### Directive A
List every line of the records below that contains the word "suit", copying each line in full.

### Document excerpt
▼▼▼
Avocado hummus has the smoothest, most velvety consistency, it feels genuinely indulgent when scooping into it. Made with a heritage Lebanese hummus base blended with fresh ripe avocado, it is creamy, rich, and completely plant-based.
It's no secret that homemade hummus is nearly always found in my fridge. It's the most beloved dip in my household, and if you've been here a while, you'll know I've gone well beyond the original flavor, extending into herbs and vegetables as ways to change things up.
Some favorites from the collection include pink beet hummus for something vibrant and earthy, and lemon zest hummus for a bright citrusy twist. This avocado version is the creamiest of them all.

Flavor Profile
Avocado hummus tastes like classic hummus with a buttery, mellow richness layered through it. The avocado softens the tang of the lemon and the nuttiness of the tahini, resulting in something deeply creamy without being heavy.
Subtle, smooth, and completely addictive.
What Makes This Hummus Different
The base is my family's Lebanese hummus recipe; chickpeas, tahini, lemon, garlic, and salt, made the way I grew up eating it.
Avocado is not a traditional Lebanese ingredient, but it folds into the hummus base so naturally that it feels like it always belonged there. The result is a dip that honors the original while taking it somewhere new, and I am down for it!
Ingredients
The complete list of ingredients with measurements, can be found in the full recipe card below.

The star is chickpeas - use canned for convenience. Tenderizing is optional but highly encouraged: empty the can into a saucepan, cover with water, bring to a gentle boil, then reduce to low-medium and simmer for 15 minutes. Drain and cool to room temperature before blending. This step makes the difference between a grainy dip and a genuinely smooth one.
Avocado should be ripe - it should give when pressed gently. Underripe avocado will not blend as creamy and the flavor will be flat.
Tahini brings the nutty backbone. Lemon juice adds brightness - fresh only, not bottled. A squeeze of lime is a delicious substitute for lemon if that's what you prefer.
▲▲▲
### Supplied records
▼▼▼
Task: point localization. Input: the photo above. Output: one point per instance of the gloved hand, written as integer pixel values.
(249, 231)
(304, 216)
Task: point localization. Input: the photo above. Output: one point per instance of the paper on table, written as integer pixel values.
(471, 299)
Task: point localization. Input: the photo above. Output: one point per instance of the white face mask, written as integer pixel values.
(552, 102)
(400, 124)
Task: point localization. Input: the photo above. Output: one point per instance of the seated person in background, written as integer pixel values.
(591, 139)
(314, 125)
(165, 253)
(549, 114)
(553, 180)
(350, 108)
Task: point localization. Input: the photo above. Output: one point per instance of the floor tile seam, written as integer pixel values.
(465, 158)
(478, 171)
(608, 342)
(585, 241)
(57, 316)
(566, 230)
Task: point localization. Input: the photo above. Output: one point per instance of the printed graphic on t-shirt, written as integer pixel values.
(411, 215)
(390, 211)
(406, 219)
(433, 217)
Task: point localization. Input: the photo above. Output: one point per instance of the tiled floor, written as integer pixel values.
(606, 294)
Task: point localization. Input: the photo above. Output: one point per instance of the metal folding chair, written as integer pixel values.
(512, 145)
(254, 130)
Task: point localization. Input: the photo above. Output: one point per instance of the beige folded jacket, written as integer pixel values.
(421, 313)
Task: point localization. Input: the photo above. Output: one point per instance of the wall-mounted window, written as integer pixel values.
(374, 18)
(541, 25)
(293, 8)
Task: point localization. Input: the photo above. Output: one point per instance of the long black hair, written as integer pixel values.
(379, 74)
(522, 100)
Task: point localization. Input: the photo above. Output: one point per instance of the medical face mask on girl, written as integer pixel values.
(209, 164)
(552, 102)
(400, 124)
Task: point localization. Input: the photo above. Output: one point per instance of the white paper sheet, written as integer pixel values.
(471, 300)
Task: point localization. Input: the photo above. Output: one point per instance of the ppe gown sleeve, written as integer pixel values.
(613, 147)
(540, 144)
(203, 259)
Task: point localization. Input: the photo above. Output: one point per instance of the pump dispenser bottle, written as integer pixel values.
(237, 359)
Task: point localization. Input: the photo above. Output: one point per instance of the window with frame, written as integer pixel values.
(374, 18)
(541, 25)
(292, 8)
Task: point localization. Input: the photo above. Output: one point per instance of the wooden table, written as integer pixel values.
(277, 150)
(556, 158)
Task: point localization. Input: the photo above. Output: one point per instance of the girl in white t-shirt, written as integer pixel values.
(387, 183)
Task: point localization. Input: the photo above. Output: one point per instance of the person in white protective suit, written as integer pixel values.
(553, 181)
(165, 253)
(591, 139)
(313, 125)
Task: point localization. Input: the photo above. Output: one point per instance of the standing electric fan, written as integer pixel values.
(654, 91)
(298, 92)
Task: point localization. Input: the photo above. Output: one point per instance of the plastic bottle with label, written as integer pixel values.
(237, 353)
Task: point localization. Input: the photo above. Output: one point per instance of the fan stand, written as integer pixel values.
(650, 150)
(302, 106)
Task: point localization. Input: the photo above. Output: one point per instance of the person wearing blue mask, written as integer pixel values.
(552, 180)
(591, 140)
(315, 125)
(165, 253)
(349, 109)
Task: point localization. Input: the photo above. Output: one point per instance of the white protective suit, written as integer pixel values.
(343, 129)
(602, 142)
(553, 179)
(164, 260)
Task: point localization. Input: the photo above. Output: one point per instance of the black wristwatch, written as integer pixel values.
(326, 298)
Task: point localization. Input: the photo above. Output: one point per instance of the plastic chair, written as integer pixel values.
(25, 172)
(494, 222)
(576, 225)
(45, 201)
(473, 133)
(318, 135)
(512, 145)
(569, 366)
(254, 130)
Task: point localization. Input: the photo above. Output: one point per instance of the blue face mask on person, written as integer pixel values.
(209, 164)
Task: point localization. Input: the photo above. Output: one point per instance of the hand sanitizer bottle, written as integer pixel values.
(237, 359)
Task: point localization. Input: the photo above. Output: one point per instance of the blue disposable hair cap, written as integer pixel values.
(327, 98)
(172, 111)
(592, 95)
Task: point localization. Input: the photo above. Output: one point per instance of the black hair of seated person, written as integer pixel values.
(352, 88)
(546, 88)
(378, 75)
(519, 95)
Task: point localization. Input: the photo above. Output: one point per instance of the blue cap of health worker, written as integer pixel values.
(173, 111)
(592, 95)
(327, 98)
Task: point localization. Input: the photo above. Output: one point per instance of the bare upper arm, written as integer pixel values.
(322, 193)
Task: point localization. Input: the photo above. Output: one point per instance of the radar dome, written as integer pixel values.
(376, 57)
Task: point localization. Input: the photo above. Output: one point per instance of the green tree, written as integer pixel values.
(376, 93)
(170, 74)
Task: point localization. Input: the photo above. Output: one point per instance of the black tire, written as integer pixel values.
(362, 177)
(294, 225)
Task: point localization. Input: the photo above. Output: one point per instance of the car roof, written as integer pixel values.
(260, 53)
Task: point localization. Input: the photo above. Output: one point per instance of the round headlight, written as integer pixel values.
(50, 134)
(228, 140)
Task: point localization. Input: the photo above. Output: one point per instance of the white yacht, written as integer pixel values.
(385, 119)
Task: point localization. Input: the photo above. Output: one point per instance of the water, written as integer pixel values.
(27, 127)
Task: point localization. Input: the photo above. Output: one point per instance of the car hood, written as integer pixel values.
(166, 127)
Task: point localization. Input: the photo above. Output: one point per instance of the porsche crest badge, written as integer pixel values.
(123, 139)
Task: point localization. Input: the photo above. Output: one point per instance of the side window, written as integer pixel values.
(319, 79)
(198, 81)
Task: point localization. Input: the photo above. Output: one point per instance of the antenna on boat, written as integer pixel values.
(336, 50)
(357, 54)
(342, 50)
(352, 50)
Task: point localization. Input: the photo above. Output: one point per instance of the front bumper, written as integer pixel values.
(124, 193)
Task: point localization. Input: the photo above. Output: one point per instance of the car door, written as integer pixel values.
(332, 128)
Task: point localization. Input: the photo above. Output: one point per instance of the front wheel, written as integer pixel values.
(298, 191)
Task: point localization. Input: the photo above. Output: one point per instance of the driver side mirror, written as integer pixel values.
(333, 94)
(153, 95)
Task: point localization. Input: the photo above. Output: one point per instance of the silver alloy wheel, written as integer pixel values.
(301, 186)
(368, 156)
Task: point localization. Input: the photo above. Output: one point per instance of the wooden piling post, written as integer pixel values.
▲▲▲
### Directive B
Copy the avocado hummus recipe text above word for word, from start to finish.

### Answer A
Task: point localization. Input: the photo above. Output: one point per instance of the person in white protective suit, written as integer pixel values.
Task: point localization. Input: the photo above. Output: one point per instance of the white protective suit, written as integer pixel values.

### Answer B
Avocado hummus has the smoothest, most velvety consistency, it feels genuinely indulgent when scooping into it. Made with a heritage Lebanese hummus base blended with fresh ripe avocado, it is creamy, rich, and completely plant-based.
It's no secret that homemade hummus is nearly always found in my fridge. It's the most beloved dip in my household, and if you've been here a while, you'll know I've gone well beyond the original flavor, extending into herbs and vegetables as ways to change things up.
Some favorites from the collection include pink beet hummus for something vibrant and earthy, and lemon zest hummus for a bright citrusy twist. This avocado version is the creamiest of them all.

Flavor Profile
Avocado hummus tastes like classic hummus with a buttery, mellow richness layered through it. The avocado softens the tang of the lemon and the nuttiness of the tahini, resulting in something deeply creamy without being heavy.
Subtle, smooth, and completely addictive.
What Makes This Hummus Different
The base is my family's Lebanese hummus recipe; chickpeas, tahini, lemon, garlic, and salt, made the way I grew up eating it.
Avocado is not a traditional Lebanese ingredient, but it folds into the hummus base so naturally that it feels like it always belonged there. The result is a dip that honors the original while taking it somewhere new, and I am down for it!
Ingredients
The complete list of ingredients with measurements, can be found in the full recipe card below.

The star is chickpeas - use canned for convenience. Tenderizing is optional but highly encouraged: empty the can into a saucepan, cover with water, bring to a gentle boil, then reduce to low-medium and simmer for 15 minutes. Drain and cool to room temperature before blending. This step makes the difference between a grainy dip and a genuinely smooth one.
Avocado should be ripe - it should give when pressed gently. Underripe avocado will not blend as creamy and the flavor will be flat.
Tahini brings the nutty backbone. Lemon juice adds brightness - fresh only, not bottled. A squeeze of lime is a delicious substitute for lemon if that's what you prefer.